• GIVEN INSTRUCTION 1: In the records below, count the lines that contain the string "steel", matching case exactly, and give only that number.

In [46]:
# importing all packages
import great_expectations as gx
import psycopg2
import pandas as pd
import numpy as np
import logging
import csv
import json

# Import the 'config' funtion from the config.py file
from config import config

logging.basicConfig(level=logging.INFO,
                    format='%(asctime)s %(levelname)-8s %(message)s',
                    datefmt='%Y-%m-%d %H:%M:%S')
logger = logging.getLogger(__name__)

logger.handlers = []
logger.setLevel(logging.INFO)


params = config()
conn = psycopg2.connect(**params)
cur = conn.cursor()

def create_pandas_table(sql_query, database = conn):
    table = pd.read_sql_query(sql_query, database)
    return table

In [47]:
donations_mv = create_pandas_table("SELECT * FROM donations_mv")

  table = pd.read_sql_query(sql_query, database)



In [None]:
# read in the data tables
donations_mv = create_pandas_table("SELECT * FROM donations_mv")

# convert amount to numeric from string, removing dollar sign and comma
donations_mv['amount'] = donations_mv['amount'].str.replace('$', '', regex=True)
donations_mv['amount'] = donations_mv['amount'].str.replace(',', '', regex=True)
donations_mv['amount'] = pd.to_numeric(donations_mv['amount'])

# create "expect total" variable which we will use later on
donations_mv = donations_mv.assign(expect_total = donations_mv['amount_monetary'] + donations_mv['amount_non_monetary'])

# convert total and amount to numeric
donations_mv['expect_total'] = pd.to_numeric(donations_mv['expect_total'])

# add column with difference between amount and expected total
donations_mv = donations_mv.assign(diff = donations_mv['amount']-donations_mv['expect_total'])

• PROVIDED INFORMATION:
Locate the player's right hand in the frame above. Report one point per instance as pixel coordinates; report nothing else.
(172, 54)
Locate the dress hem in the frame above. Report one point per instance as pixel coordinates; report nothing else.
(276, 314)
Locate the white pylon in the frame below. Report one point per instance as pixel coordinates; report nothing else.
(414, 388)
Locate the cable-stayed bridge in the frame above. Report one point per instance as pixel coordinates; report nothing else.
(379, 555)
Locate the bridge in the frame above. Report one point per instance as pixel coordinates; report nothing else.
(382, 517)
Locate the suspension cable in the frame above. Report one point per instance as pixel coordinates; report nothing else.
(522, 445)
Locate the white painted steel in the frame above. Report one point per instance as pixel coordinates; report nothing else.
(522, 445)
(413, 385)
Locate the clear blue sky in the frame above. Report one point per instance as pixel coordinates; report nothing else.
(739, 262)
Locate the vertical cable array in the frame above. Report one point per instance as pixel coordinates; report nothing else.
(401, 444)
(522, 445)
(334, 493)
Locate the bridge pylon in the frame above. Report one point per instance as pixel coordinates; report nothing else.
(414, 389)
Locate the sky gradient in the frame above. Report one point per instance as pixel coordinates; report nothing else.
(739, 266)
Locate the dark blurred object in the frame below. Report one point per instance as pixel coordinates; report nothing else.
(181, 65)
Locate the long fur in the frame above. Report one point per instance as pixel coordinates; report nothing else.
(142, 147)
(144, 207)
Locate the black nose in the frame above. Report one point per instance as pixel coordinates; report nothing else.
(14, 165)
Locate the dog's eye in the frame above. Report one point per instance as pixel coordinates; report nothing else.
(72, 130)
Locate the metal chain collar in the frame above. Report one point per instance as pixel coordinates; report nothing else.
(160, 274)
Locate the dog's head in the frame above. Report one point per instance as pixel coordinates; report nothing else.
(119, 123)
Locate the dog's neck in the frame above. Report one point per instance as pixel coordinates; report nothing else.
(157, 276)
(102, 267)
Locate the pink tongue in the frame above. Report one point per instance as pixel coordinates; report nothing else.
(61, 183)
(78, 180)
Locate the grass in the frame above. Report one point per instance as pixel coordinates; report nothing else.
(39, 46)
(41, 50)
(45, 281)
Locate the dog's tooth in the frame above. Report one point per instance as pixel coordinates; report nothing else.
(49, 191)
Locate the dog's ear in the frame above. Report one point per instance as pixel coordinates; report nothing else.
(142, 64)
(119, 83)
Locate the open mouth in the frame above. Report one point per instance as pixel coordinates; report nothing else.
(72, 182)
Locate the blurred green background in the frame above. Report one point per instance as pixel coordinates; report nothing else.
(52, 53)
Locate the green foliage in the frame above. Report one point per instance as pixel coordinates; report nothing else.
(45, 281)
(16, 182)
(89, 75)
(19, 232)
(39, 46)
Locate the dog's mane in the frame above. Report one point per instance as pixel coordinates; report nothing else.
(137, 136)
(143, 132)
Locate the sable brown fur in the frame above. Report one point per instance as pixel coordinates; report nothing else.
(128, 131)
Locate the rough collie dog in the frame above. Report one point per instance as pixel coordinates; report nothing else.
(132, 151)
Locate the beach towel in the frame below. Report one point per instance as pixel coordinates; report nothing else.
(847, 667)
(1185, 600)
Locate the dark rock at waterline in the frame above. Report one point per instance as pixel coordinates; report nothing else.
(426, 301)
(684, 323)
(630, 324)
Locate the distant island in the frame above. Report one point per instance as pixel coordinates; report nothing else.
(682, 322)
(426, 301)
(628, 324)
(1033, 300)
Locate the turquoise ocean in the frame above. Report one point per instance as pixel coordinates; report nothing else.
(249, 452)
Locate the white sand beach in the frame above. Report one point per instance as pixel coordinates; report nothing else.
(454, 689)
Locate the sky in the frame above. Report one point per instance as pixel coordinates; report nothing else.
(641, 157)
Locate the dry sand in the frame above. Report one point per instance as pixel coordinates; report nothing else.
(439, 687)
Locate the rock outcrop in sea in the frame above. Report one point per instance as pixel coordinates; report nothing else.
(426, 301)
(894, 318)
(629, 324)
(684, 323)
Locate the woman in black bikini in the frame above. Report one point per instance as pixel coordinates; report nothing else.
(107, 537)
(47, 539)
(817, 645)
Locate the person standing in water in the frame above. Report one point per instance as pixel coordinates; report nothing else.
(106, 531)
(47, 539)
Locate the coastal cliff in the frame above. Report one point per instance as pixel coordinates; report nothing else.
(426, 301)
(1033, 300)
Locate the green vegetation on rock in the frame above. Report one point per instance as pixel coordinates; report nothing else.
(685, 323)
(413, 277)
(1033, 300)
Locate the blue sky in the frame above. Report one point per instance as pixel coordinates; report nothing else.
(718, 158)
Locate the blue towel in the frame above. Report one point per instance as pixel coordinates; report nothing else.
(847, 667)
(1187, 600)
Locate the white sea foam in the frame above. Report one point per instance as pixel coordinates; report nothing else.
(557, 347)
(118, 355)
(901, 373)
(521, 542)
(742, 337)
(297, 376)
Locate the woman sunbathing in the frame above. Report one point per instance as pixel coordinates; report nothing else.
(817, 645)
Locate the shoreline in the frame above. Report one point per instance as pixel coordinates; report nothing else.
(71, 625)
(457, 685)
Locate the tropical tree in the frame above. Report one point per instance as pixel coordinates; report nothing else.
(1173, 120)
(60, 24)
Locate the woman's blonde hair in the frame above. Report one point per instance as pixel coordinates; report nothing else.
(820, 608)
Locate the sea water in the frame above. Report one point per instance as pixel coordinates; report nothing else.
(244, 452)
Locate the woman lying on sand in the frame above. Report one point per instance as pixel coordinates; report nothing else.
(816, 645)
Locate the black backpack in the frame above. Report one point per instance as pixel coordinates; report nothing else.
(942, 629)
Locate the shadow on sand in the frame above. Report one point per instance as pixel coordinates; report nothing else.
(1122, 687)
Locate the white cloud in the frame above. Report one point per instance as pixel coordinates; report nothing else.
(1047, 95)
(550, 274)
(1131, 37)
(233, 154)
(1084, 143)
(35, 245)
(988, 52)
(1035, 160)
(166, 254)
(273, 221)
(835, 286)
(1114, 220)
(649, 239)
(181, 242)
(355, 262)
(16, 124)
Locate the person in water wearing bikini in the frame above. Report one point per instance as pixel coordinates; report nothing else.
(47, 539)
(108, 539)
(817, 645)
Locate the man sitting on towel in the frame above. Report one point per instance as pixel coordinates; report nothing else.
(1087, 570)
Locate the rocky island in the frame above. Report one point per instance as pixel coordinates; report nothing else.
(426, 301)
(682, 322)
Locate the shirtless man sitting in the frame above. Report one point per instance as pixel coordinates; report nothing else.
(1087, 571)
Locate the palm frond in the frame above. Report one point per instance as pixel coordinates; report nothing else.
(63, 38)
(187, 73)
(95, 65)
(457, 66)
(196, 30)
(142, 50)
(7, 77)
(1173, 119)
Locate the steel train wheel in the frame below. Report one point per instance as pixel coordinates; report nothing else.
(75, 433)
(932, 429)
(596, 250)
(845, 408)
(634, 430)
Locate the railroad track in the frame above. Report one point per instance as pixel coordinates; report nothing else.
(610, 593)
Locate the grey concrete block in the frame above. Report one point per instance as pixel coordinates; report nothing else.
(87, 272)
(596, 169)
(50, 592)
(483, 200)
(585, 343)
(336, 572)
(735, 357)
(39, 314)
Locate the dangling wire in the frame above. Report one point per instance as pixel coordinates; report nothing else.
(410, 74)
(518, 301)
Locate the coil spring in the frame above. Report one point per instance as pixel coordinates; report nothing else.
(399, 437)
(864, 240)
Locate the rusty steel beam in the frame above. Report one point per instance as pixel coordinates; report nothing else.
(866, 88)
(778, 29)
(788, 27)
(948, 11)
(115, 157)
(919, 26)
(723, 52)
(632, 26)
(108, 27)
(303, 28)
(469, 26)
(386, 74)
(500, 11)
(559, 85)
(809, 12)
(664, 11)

• GIVEN INSTRUCTION 2: Reproduce the donations data-cleaning code above in full, character for character.

• SOLUTION 1: 3

• SOLUTION 2:
In [46]:
# importing all packages
import great_expectations as gx
import psycopg2
import pandas as pd
import numpy as np
import logging
import csv
import json

# Import the 'config' funtion from the config.py file
from config import config

logging.basicConfig(level=logging.INFO,
                    format='%(asctime)s %(levelname)-8s %(message)s',
                    datefmt='%Y-%m-%d %H:%M:%S')
logger = logging.getLogger(__name__)

logger.handlers = []
logger.setLevel(logging.INFO)


params = config()
conn = psycopg2.connect(**params)
cur = conn.cursor()

def create_pandas_table(sql_query, database = conn):
    table = pd.read_sql_query(sql_query, database)
    return table

In [47]:
donations_mv = create_pandas_table("SELECT * FROM donations_mv")

  table = pd.read_sql_query(sql_query, database)



In [None]:
# read in the data tables
donations_mv = create_pandas_table("SELECT * FROM donations_mv")

# convert amount to numeric from string, removing dollar sign and comma
donations_mv['amount'] = donations_mv['amount'].str.replace('$', '', regex=True)
donations_mv['amount'] = donations_mv['amount'].str.replace(',', '', regex=True)
donations_mv['amount'] = pd.to_numeric(donations_mv['amount'])

# create "expect total" variable which we will use later on
donations_mv = donations_mv.assign(expect_total = donations_mv['amount_monetary'] + donations_mv['amount_non_monetary'])

# convert total and amount to numeric
donations_mv['expect_total'] = pd.to_numeric(donations_mv['expect_total'])

# add column with difference between amount and expected total
donations_mv = donations_mv.assign(diff = donations_mv['amount']-donations_mv['expect_total'])